<<<<
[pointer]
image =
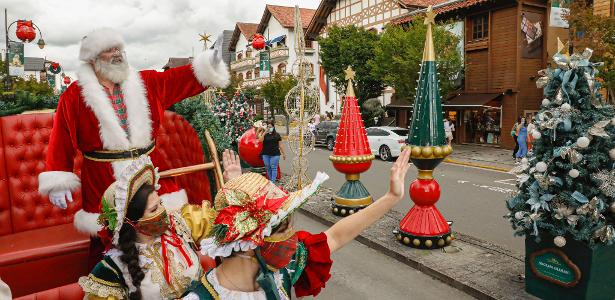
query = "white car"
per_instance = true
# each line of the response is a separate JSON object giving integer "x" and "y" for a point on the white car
{"x": 386, "y": 141}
>>>>
**Assigned task:** Drop the images; restate the listing exactly.

**Reply:**
[pointer]
image =
query = "white car"
per_instance = true
# each line of the response is a separate JSON object giving integer "x" and "y" for a point on the white car
{"x": 386, "y": 141}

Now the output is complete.